DIRECTIVE: Write out the lines of the material below word for word, starting at the line that contains "of the shopfront" and ending at the line that contains "Query: shop door", with both of those lines included.

Entries from a pointing dataset:
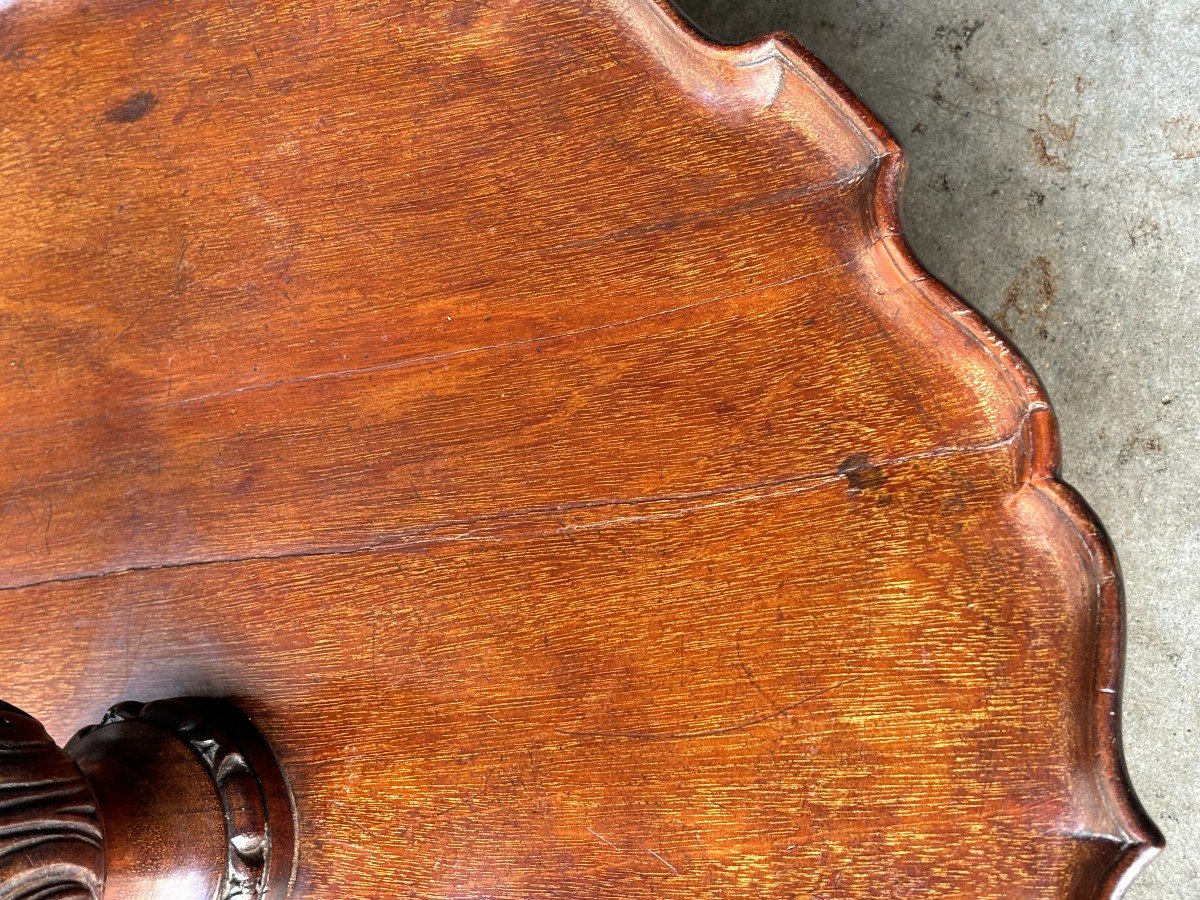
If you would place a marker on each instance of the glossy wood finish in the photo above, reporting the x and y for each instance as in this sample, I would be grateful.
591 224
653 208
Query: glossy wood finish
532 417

--

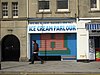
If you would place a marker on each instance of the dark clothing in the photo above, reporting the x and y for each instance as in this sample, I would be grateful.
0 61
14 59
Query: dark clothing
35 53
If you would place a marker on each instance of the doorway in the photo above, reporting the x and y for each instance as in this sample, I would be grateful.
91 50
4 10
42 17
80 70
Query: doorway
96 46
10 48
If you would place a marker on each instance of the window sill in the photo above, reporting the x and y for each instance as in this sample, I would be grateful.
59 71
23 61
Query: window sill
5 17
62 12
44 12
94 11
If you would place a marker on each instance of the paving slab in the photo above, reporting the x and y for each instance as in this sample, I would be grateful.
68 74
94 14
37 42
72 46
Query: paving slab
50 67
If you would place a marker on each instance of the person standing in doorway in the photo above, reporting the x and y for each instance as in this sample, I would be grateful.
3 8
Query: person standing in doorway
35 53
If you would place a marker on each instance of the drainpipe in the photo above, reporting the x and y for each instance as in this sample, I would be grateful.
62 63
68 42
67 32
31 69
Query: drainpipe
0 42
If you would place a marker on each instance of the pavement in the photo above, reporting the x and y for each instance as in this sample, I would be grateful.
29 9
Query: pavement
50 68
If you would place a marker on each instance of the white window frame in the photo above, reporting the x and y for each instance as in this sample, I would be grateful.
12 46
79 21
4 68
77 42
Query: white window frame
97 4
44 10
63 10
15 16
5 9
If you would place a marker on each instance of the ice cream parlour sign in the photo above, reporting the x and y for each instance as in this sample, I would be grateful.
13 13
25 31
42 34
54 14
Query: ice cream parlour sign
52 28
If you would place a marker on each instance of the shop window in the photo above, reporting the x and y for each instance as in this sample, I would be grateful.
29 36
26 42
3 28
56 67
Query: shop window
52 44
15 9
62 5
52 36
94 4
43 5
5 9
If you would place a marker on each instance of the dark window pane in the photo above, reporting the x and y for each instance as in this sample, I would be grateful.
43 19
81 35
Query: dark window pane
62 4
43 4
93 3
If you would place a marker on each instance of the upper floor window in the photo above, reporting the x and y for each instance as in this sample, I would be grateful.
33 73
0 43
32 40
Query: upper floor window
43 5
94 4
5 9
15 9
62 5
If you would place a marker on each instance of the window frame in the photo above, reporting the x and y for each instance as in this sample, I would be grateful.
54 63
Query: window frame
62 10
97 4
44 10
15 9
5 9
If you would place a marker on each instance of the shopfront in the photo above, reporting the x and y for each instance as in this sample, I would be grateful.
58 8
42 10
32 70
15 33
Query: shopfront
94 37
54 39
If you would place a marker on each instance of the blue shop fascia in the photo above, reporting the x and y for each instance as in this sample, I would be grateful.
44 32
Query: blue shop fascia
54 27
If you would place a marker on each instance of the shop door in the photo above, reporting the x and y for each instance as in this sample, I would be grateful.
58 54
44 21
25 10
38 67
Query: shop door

CORRECT ANSWER:
If you would place a marker on each instance of the shopfront in the photo above, reporting the x and y for each instance as in this sample, I would be grateful.
58 8
42 10
32 70
15 33
Query: shopfront
94 37
54 39
If you would place a marker on each instance of the blue shop fascia in the photo above, reporting the x and y for each instance as in this sample, I would be grateful.
44 32
Query: blue shop fascia
54 27
If you would place a marker on each instance of the shop door in the photo above, reporting the x and y for each instance as in this sample, I would be grateful.
58 54
44 21
25 10
38 67
Query: shop door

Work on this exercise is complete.